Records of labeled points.
────

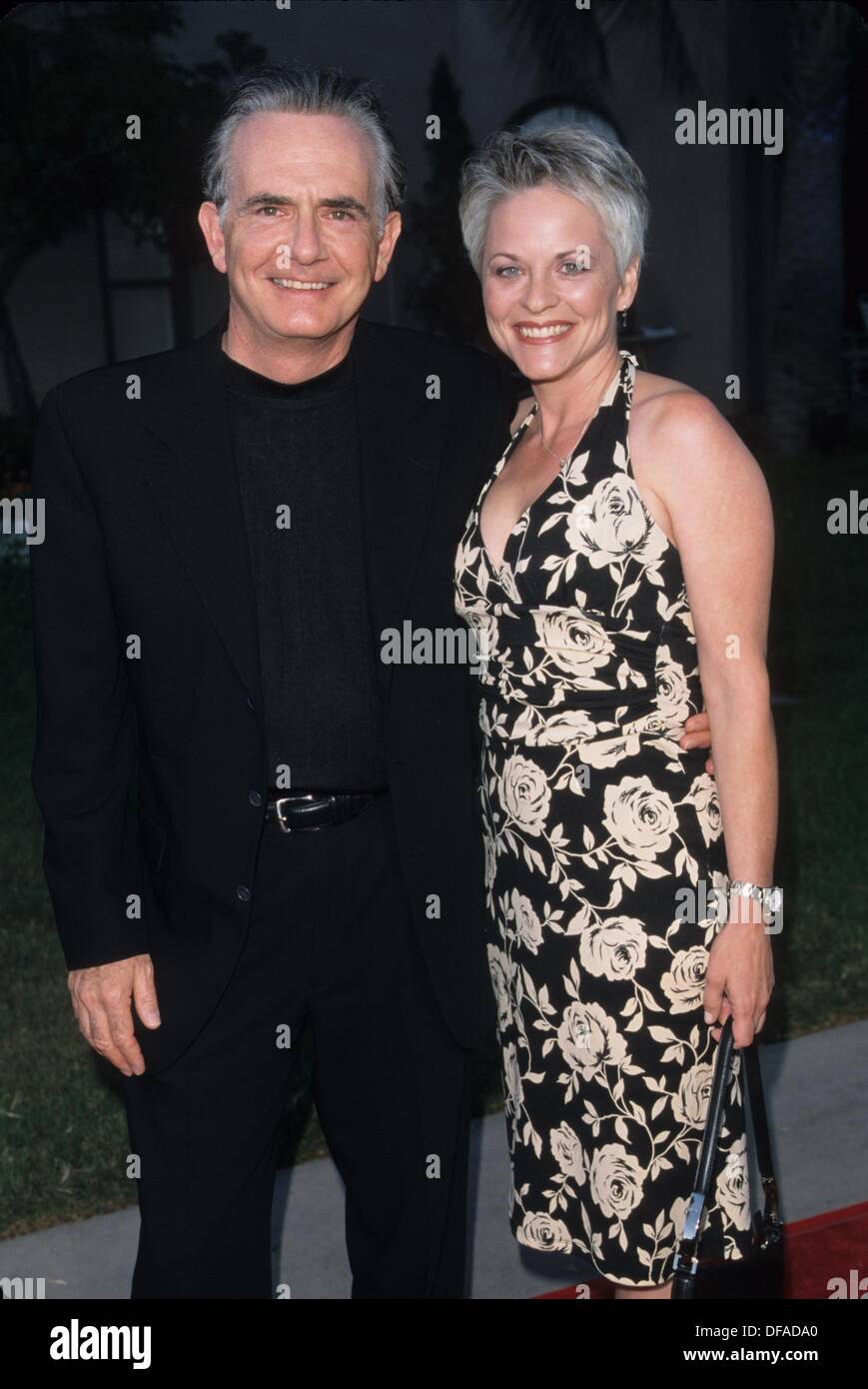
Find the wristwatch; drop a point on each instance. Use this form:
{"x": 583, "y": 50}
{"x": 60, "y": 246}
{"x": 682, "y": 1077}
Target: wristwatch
{"x": 769, "y": 899}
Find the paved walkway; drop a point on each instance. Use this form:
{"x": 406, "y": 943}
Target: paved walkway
{"x": 817, "y": 1092}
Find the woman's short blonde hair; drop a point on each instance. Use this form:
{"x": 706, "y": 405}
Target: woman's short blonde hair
{"x": 594, "y": 170}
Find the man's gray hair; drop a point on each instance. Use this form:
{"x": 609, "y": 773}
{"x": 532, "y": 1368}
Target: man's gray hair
{"x": 303, "y": 88}
{"x": 594, "y": 170}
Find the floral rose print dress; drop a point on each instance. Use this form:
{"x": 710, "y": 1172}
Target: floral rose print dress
{"x": 598, "y": 832}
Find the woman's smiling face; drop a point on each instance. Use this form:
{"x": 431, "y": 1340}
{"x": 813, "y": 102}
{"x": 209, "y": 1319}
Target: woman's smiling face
{"x": 550, "y": 284}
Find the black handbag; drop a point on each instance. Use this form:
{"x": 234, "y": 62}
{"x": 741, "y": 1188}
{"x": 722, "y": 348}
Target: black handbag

────

INSTRUCTION. Rescale the listing above by copying every line, requests included, with each answer's x and y coordinates multiplied by 0.45 and rounded to whole numbers, halves rounded up. Keep the format samples in the requests unchanged, and leave the pictures out of your answer.

FINISHED TASK.
Find the wristwatch; drop a point on each instance. Use this form:
{"x": 583, "y": 50}
{"x": 60, "y": 246}
{"x": 682, "y": 1077}
Target: wristwatch
{"x": 346, "y": 405}
Find the paved walkway; drop a point on each instance. Use this form:
{"x": 406, "y": 943}
Target: paved walkway
{"x": 368, "y": 491}
Find the woman's short blonde hair; drop a point on each instance. Use this form:
{"x": 706, "y": 405}
Target: woman's short blonde hair
{"x": 267, "y": 77}
Find the man's gray hair; drop a point on each instance. Use this form:
{"x": 609, "y": 773}
{"x": 532, "y": 1368}
Target: man's gray hair
{"x": 136, "y": 40}
{"x": 267, "y": 77}
Find the floral rose print dress; drop a point on each instance. Use this form:
{"x": 710, "y": 1172}
Target: floral rose print dress
{"x": 269, "y": 374}
Find the woman's smiling face; drop a point on each instance. Use this form:
{"x": 431, "y": 1340}
{"x": 813, "y": 102}
{"x": 209, "y": 1319}
Target: woman's smiling face
{"x": 248, "y": 128}
Find the black handbag; drop a point on each instance. Use this form:
{"x": 234, "y": 62}
{"x": 741, "y": 1188}
{"x": 722, "y": 348}
Target: black handbag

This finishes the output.